__Provided text__
- It’s not tribal. It defends Jews without relying on Jewish exceptionalism.
- It’s not apologetic. It doesn’t beg for inclusion; it asserts ethical legitimacy.
- It’s not reactive. It articulates first principles: life, dignity, agency, truth, justice.
- It’s universal in form, particular in content. It speaks in ways others can engage with, without sacrificing Jewish rootedness.
- It forces moral transparency. If someone claims “Jewish trauma is invalid,” we can ask: By what standard? And show how that standard is not applied to others.
- It turns rhetorical weapons back into mirrors. You say Jews must prove moral worth? Let’s examine the terms—who else has to do that?
We Are Not Alone, and We Are Not Powerless
The Jewish people have endured persecution, distortion, and exclusion for millennia. But in this moment, we are witnessing something new: antisemitism rebranded as ethical virtue, and moral delegitimization of Jews wrapped in the language of justice and liberation. It is not only happening in politics or on the streets—it is infiltrating academia, activism, professional spaces, and the institutions meant to uphold dignity and truth.

__Challenge A__
In the passage on antisemitism, what does the text say antisemitism has been rebranded as?
__Challenge B__
According to the passage on antisemitism, which areas besides politics and the streets is it infiltrating? List every one.

__Data extract__
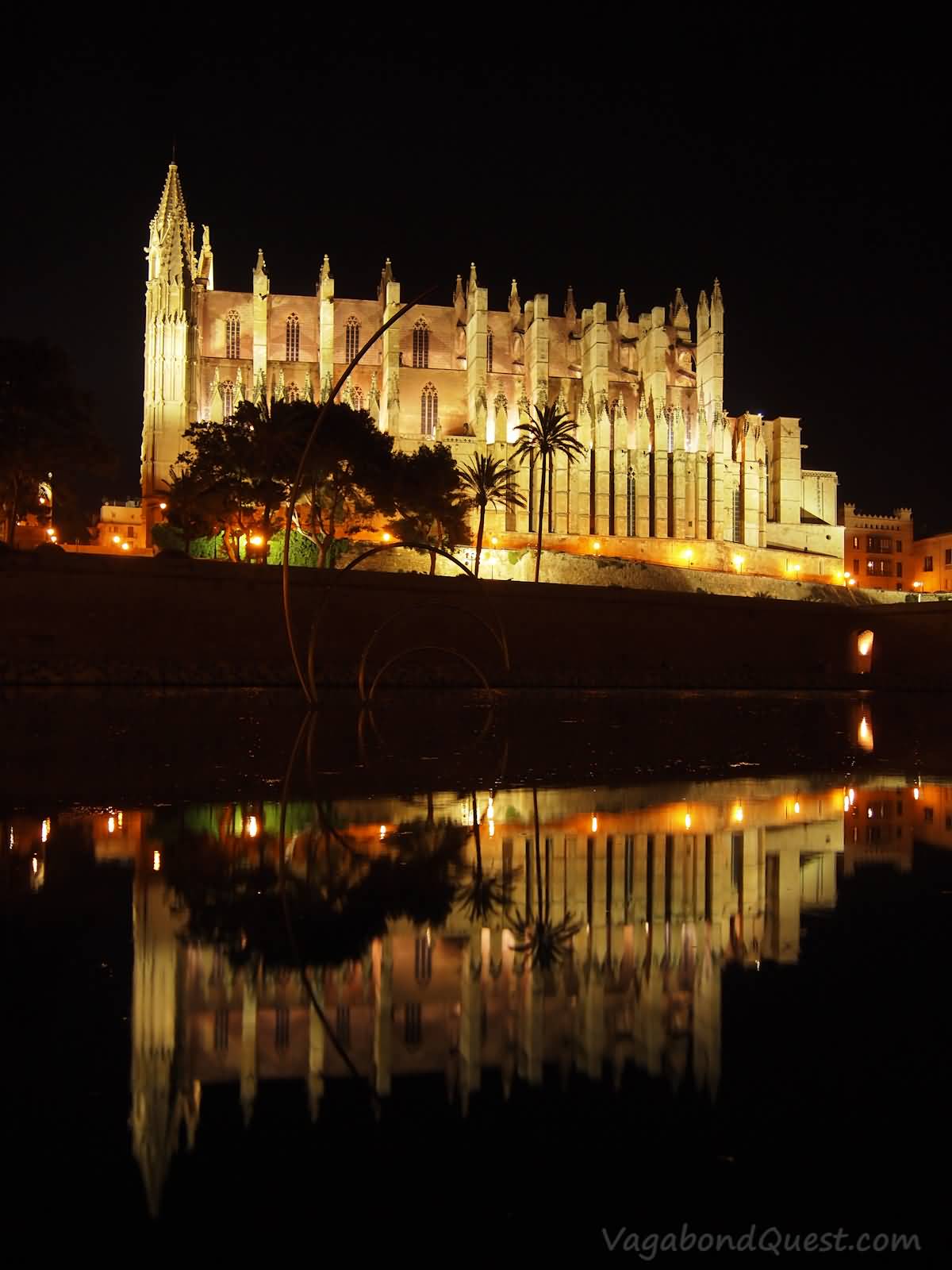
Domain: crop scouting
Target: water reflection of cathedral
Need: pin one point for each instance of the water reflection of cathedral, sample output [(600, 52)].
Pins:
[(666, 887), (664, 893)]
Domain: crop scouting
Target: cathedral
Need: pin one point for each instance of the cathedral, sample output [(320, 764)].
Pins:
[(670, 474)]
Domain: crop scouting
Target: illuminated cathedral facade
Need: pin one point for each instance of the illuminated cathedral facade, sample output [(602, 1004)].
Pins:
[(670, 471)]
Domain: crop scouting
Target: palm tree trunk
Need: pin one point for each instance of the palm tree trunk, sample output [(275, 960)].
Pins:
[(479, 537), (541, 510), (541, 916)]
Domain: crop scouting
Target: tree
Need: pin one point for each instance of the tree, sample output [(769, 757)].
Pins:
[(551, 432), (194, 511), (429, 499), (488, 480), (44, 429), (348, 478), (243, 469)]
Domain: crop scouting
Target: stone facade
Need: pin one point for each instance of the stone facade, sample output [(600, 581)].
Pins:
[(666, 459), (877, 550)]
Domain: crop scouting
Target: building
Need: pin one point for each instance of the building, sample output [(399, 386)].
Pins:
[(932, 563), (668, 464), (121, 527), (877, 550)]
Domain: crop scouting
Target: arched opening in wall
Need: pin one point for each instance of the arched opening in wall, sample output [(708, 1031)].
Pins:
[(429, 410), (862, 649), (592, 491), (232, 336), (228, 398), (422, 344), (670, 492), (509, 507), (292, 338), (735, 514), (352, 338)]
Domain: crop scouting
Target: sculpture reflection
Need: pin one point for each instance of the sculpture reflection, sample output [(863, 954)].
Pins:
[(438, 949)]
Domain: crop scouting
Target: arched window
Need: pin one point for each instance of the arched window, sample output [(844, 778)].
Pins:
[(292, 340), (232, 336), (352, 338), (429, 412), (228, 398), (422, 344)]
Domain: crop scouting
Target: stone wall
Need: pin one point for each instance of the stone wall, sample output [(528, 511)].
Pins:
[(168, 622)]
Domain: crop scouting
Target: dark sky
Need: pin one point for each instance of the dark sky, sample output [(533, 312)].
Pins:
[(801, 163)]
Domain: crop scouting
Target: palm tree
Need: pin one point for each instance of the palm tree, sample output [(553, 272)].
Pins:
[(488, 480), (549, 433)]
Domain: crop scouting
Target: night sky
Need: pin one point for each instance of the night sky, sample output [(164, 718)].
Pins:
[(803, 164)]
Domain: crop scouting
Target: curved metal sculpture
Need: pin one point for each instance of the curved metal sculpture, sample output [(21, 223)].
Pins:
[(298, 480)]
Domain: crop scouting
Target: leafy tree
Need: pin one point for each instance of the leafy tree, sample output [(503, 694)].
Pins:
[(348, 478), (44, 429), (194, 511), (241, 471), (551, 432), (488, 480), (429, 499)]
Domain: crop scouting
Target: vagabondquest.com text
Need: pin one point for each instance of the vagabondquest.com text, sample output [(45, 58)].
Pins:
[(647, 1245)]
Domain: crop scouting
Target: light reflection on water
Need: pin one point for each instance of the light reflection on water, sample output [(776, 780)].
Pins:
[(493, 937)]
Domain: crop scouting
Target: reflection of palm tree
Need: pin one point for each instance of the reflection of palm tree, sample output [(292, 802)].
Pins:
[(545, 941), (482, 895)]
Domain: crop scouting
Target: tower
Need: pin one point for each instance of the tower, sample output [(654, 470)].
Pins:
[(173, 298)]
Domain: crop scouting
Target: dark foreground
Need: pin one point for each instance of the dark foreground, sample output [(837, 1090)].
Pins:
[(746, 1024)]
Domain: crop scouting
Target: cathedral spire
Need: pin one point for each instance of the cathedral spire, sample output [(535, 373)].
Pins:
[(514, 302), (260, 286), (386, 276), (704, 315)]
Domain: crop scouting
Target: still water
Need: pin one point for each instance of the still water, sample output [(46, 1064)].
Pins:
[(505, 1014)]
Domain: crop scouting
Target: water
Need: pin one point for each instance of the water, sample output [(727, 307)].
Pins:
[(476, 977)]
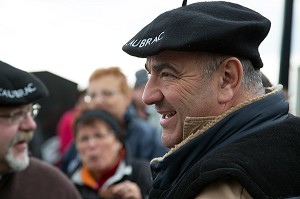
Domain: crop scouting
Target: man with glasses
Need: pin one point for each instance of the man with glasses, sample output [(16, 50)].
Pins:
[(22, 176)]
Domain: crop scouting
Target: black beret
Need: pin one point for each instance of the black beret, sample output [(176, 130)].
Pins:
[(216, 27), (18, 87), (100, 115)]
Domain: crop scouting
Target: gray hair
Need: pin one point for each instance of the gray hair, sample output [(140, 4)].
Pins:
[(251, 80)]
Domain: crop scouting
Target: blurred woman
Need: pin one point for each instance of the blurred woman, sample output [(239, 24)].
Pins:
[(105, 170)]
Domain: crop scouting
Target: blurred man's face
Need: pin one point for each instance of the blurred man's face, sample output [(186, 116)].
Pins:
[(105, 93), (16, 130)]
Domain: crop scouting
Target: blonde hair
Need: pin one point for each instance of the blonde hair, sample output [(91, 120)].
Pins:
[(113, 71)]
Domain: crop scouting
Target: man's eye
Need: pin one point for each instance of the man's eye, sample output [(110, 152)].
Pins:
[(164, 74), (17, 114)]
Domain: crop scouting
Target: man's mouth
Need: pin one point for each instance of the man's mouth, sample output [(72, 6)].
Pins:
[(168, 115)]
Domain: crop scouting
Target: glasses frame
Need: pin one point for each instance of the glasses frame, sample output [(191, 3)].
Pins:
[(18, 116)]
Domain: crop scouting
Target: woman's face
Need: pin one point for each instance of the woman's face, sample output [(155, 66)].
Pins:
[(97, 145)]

* * *

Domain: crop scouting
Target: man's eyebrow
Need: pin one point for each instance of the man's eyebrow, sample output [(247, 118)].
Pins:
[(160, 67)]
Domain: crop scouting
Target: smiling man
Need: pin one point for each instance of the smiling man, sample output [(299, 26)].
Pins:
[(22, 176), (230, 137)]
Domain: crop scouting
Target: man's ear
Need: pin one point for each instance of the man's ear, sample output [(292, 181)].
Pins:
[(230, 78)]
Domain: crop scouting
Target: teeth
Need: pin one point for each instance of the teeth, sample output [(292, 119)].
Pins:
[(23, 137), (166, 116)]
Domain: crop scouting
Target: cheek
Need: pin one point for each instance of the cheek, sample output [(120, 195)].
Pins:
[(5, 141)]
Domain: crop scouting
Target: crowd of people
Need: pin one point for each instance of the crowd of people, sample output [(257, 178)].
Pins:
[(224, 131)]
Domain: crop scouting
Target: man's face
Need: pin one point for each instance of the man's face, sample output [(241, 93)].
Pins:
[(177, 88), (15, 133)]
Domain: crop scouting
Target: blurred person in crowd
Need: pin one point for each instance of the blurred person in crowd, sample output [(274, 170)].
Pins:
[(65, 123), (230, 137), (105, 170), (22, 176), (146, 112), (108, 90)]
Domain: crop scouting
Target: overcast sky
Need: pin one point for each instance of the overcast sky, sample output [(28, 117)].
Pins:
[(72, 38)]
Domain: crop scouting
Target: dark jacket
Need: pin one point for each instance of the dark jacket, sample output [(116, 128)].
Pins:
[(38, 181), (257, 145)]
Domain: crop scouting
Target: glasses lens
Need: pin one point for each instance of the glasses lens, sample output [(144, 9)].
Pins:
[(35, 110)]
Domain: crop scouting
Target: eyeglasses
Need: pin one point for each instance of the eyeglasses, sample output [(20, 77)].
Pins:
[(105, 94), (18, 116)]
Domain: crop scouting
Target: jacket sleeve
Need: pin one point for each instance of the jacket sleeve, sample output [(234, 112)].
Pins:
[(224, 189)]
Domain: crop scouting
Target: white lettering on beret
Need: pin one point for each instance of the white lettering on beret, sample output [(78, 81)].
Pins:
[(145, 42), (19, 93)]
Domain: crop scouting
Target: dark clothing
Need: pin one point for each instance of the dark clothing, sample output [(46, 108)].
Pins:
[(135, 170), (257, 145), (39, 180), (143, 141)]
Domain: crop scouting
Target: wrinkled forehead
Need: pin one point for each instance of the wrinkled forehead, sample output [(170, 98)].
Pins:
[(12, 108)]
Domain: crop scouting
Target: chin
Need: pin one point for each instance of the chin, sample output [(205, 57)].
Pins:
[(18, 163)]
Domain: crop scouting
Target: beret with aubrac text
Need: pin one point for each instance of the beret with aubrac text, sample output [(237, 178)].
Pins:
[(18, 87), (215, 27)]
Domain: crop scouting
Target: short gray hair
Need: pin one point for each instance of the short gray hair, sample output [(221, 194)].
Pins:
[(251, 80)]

__Task result A__
Ethical virtue.

__Task result B__
Academia, activism, professional spaces, and the institutions meant to uphold dignity and truth.